### WHAT YOU HAVE TO DO
Return every line of the material below that contains the string "ridge". Case counts.

····················

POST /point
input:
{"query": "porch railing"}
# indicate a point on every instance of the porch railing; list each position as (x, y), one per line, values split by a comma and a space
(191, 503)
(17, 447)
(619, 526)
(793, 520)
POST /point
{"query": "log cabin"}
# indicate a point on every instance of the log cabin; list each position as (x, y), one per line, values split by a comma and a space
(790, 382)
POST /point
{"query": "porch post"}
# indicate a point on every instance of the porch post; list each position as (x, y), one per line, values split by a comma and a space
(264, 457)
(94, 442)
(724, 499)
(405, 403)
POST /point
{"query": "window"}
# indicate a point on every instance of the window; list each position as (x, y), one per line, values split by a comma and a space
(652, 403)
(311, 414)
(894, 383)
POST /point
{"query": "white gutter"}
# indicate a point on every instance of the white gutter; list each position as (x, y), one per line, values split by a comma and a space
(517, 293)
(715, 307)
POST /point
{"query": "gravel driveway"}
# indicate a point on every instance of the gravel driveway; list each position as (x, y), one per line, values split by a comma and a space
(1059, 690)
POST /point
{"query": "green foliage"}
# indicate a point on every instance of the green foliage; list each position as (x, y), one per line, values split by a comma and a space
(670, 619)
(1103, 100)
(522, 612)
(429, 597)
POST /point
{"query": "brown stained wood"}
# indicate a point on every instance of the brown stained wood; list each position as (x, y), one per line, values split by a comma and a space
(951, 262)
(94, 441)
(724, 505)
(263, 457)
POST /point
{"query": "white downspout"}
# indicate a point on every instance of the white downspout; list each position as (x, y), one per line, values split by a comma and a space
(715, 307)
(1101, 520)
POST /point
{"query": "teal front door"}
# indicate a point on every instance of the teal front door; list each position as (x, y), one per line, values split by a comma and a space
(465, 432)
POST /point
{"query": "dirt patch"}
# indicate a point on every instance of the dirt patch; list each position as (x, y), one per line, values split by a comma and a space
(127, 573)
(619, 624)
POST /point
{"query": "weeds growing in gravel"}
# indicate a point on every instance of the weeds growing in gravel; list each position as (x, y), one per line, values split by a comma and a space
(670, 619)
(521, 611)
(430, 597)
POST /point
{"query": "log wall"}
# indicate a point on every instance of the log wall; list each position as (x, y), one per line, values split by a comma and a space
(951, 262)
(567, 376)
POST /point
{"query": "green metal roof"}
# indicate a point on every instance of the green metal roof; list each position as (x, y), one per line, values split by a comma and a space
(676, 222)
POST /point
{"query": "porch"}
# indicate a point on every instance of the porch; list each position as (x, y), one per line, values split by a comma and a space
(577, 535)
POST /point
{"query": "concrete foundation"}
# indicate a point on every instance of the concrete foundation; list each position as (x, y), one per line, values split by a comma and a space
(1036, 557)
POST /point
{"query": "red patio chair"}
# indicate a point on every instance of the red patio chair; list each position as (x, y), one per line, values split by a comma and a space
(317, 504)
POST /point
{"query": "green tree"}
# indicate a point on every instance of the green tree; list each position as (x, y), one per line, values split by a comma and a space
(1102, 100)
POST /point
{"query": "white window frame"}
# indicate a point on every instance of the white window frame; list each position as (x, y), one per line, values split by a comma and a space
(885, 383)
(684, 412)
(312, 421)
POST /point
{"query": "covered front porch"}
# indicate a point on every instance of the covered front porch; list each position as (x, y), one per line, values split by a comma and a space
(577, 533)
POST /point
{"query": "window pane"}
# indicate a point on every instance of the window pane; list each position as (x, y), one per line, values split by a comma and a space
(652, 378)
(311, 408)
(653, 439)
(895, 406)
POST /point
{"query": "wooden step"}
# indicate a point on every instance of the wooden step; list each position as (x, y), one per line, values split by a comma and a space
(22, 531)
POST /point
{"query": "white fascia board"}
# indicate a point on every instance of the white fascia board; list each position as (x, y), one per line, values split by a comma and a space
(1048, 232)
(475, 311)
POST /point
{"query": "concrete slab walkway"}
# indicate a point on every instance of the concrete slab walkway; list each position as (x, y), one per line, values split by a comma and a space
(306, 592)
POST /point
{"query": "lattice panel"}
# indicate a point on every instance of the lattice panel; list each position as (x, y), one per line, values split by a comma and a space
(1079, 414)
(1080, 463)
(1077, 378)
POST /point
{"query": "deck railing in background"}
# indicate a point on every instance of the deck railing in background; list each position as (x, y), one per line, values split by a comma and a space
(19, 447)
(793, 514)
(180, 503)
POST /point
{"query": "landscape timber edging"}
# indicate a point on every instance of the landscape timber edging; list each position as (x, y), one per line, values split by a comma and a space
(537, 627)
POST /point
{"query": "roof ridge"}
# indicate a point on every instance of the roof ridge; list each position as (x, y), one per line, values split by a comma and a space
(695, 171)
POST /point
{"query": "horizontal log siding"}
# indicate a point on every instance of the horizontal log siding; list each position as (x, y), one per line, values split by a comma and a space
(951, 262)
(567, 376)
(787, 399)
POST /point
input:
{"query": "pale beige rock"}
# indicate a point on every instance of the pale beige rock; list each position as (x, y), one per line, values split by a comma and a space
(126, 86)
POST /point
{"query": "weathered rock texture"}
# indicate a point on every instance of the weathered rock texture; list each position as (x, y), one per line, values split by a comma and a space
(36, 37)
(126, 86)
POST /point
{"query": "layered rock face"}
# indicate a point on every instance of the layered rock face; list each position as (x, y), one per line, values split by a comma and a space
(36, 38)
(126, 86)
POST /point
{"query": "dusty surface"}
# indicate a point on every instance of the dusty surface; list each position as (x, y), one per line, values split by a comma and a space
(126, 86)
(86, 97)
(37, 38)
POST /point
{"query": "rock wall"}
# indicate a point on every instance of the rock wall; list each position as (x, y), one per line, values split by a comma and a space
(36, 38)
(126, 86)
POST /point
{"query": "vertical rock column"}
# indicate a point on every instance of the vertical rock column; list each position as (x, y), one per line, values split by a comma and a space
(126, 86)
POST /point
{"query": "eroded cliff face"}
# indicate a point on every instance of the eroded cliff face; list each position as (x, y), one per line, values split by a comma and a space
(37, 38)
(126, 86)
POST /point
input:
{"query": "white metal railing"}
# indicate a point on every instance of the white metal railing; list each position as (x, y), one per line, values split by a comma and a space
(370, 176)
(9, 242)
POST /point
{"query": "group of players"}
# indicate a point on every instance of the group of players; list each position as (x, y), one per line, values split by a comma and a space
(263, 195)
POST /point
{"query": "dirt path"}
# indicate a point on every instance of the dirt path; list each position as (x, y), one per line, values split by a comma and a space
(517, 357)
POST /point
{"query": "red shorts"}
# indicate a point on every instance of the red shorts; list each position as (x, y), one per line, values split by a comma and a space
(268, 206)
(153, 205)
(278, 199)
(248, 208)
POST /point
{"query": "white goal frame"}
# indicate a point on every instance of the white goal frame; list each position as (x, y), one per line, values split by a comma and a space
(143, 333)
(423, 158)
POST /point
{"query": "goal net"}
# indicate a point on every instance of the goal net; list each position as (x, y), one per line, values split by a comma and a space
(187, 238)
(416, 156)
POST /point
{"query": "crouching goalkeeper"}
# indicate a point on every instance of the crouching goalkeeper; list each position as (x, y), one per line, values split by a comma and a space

····················

### COMPLETE OUTPUT
{"query": "roof ridge"}
# indicate a point on every instance of the roof ridge; list each position as (x, y), one per line, values split by a comma and a space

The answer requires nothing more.